## Reading text
# # # #

Randy Gentry always hated putting his dirt bike away for the winter as a child. And he was never impressed with what he believes is the lack of agility snowmobiles have to offer riders.
So starting at 14, Gentry, now 26, started working on an idea that would enable him to stay on the dirt bike year-round by making a snow bike.
He replaced the front tire of the motorcycle with a small ski, then removed the bike’s back end with a small, tractor-like assembly as a substitute for the rear wheel, enabling the bike to push through deep snow.
“As long as I can remember, I’ve been taking things apart and putting them back together in the way that I want them to work,” Gentry says.
With his mechanical inclinations now firmly in place, Gentry now operates MotoTrax Inc., which has become profitable in the last couple of years. Founded in 2015, the company manufactures the assembly parts necessary to convert the motorcycles for snow use.
Last week, Spokane entrepreneur Tom Simpson invested $1 million of his $5 million Kick-Start III venture fund in MotoTrax to assist its continued growth. It’s Simpson’s second investment in the company.
Simpson says he first saw Gentry present MotoTrax at the Inland Northwest Business Plan Competition in 2015. Simpson made his first investment in MotoTrax in early 2016 from the Kick-Start II venture fund, which is now fully invested.

# # # #

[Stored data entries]

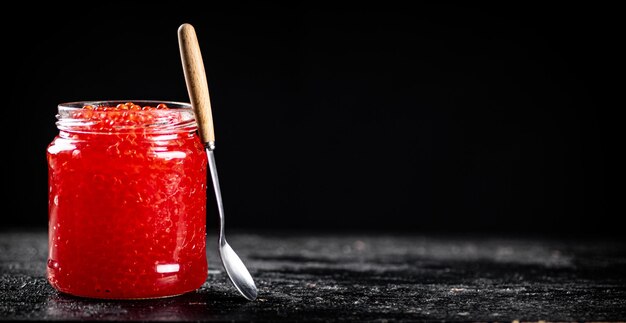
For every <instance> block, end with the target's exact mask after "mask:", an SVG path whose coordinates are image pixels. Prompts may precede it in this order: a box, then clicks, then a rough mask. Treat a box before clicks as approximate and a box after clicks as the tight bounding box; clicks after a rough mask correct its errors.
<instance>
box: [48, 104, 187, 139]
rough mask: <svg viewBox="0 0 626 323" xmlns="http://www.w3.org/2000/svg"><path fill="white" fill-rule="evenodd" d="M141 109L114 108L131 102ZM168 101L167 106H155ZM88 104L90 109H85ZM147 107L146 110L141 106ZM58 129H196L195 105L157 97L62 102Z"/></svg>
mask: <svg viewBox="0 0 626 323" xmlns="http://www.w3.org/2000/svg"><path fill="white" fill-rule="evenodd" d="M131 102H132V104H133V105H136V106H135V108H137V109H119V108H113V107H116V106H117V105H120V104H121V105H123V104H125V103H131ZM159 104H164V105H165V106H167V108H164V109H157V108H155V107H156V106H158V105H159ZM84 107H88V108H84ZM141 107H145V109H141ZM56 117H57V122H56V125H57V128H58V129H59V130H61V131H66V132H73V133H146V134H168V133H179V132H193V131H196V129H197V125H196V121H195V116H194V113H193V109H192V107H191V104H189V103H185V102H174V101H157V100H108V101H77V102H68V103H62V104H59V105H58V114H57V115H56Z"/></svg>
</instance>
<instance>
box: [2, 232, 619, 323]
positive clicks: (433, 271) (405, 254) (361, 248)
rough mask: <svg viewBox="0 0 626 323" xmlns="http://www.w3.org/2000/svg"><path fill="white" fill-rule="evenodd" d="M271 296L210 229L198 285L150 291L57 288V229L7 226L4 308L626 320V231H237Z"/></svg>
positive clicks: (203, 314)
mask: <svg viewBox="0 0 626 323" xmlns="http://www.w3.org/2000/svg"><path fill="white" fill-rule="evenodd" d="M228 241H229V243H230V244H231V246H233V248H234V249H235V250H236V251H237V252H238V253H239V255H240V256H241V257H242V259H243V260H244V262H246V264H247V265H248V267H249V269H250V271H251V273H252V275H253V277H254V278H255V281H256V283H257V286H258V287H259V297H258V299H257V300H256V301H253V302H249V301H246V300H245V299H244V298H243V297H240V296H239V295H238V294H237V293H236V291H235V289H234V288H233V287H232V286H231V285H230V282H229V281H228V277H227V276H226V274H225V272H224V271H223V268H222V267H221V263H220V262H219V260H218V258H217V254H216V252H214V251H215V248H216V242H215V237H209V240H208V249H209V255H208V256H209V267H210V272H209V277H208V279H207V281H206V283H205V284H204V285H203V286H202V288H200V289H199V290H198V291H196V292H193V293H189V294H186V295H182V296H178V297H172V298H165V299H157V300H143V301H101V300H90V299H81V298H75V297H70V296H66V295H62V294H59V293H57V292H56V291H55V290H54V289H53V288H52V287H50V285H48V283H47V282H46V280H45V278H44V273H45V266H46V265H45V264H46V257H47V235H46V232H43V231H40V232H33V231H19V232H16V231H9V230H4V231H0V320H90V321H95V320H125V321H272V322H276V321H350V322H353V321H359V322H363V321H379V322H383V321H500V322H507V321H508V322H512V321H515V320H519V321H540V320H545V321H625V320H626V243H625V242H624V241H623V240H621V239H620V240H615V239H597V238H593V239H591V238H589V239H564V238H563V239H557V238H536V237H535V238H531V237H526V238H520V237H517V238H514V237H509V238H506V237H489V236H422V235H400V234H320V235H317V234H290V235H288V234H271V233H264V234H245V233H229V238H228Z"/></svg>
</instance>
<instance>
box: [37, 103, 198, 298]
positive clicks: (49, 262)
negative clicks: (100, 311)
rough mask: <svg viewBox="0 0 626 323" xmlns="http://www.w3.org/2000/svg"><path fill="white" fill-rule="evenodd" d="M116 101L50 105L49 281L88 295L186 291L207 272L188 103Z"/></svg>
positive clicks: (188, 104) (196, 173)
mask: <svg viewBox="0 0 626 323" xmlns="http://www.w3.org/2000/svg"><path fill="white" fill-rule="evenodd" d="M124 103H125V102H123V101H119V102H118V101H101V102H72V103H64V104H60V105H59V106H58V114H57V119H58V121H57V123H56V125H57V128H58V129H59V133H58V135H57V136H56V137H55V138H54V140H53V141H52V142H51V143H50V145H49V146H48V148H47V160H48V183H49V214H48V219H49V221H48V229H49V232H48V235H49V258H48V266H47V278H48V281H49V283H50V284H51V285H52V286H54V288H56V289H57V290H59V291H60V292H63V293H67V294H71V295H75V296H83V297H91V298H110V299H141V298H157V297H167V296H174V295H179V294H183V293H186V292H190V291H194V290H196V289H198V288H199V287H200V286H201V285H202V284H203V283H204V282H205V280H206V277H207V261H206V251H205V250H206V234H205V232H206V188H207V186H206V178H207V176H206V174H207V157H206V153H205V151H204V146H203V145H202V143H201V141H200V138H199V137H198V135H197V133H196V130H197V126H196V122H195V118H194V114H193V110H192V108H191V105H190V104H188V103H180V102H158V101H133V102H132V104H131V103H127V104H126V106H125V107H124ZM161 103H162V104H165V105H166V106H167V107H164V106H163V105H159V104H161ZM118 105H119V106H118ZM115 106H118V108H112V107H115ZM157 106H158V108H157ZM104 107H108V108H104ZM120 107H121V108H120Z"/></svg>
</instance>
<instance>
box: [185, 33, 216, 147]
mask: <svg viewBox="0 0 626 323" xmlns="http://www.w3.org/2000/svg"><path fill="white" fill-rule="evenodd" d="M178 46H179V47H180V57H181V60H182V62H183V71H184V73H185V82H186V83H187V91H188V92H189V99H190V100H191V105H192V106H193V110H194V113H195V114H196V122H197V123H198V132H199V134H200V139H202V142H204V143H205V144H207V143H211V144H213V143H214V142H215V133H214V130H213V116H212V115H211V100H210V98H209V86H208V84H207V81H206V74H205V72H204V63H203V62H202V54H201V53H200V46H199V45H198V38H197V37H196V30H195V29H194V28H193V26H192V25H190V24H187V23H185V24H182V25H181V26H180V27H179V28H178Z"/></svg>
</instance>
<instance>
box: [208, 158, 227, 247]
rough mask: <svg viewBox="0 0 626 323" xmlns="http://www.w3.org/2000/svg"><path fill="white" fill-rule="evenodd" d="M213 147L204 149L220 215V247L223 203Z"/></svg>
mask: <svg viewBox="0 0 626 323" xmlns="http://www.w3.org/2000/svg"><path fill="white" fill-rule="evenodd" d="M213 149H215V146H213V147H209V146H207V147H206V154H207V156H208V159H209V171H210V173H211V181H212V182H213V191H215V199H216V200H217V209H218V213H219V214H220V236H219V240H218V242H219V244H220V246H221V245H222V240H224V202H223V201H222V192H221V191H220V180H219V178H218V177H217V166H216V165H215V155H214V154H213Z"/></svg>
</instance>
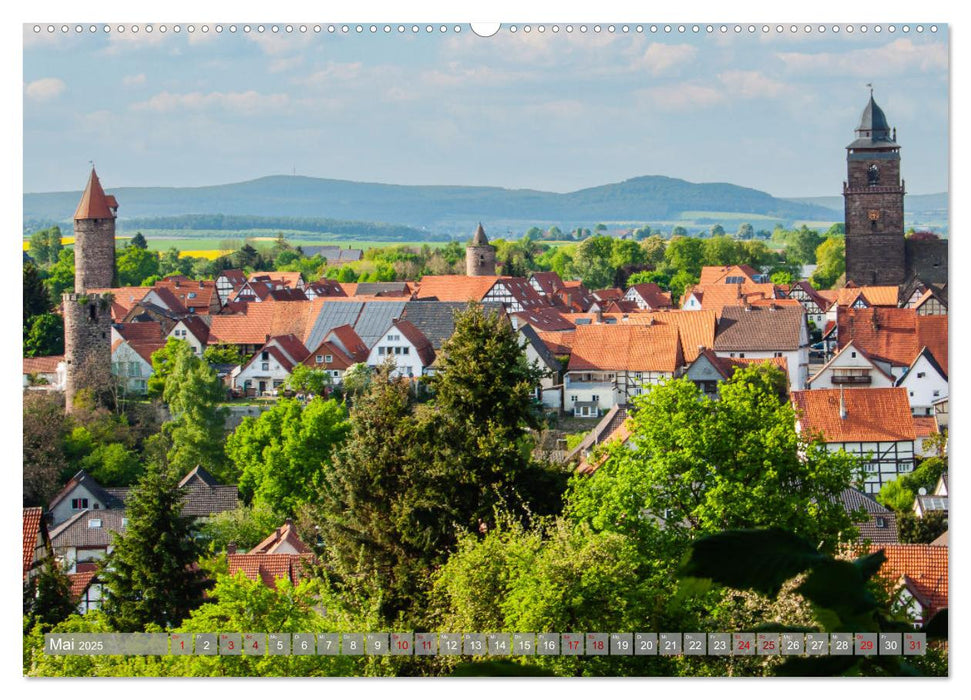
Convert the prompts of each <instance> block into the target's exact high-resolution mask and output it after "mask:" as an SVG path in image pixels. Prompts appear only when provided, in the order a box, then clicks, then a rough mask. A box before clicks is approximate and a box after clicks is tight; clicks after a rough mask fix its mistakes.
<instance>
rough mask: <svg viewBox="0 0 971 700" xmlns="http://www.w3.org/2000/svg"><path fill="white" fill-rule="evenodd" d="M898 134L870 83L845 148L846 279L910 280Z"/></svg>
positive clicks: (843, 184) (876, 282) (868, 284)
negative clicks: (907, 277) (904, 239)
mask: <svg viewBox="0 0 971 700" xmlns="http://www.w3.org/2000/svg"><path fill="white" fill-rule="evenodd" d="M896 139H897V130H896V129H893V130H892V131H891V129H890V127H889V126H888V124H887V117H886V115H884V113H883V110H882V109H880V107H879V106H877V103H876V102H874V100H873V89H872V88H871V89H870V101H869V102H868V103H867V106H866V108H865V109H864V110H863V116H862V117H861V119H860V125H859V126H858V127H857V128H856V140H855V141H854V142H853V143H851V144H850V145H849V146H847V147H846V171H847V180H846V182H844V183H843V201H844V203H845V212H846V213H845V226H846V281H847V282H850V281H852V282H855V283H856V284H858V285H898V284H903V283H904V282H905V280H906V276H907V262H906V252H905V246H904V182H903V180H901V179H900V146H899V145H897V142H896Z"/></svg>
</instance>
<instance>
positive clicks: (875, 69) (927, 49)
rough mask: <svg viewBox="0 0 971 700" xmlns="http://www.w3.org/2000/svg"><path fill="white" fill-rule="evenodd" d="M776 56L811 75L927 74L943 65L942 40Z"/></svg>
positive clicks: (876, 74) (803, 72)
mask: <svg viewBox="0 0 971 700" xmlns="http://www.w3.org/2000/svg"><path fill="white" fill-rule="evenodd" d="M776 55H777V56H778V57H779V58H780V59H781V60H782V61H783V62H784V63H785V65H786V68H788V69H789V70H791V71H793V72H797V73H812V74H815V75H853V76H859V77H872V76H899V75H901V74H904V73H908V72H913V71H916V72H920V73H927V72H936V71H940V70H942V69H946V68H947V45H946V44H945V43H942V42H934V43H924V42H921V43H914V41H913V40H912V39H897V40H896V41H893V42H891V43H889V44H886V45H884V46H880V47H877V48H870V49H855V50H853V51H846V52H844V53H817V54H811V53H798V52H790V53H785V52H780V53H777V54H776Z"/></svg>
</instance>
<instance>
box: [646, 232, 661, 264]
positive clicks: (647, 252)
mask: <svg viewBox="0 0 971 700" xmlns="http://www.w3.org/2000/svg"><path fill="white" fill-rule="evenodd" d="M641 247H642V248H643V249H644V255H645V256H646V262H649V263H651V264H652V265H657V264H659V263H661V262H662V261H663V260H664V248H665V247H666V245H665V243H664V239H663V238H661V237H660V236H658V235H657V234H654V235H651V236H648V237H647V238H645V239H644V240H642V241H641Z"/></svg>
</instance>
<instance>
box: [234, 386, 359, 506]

# # # #

## Work item A
According to the snow bike article, what did Gentry put in place of the motorcycle's front tire?
## Work item B
Proceed with the article about the MotoTrax snow bike, writing on from its final sentence.

## Task output A
A small ski.

## Task output B
MotoTrax now has attracted $1.6 million in total venture capital, and the company last year reached $1.5 million in gross revenue, up from $250,000 in sales the year before, says Ezra Eckhardt, former president and COO of Sterling Bank and a member of MotoTrax’s board of directors.
The company sold 350 kits last year, a fourfold increase from 2015. Sales are even more robust this year, with MotoTrax expecting to top $5 million in total revenue. The average assembly kit costs $5,000, and the company has a targeted goal of selling 1,000 kits this year, Eckhardt says.
MotoTrax occupies 5,300 square feet of space in a warehouse suite at 3517 E. Trent. The company has five full-time employees, including Gentry and COO and General Manager Sam Crooks, and at the height of its rapidly approaching production cycle, will soon add another two to four employees to meet customer demand, Crooks says.
In addition to being owner and founder, Gentry is one of five members of MotoTrax’s board. Other board members include Crooks, Spokane-based Gestalt Diagnostics LLC CEO Dan Roark, and Liberty Lake-based Amphenol Telect CEO Wayne Williams. All of the board members have invested in the company, Eckhardt says.
Eckhardt, known by many here as a former executive at Sterling Bank and its 2014 acquirer, Umpqua Bank, is currently the COO of WaveForm Systems Inc., a Portland-based mobile medical service provider.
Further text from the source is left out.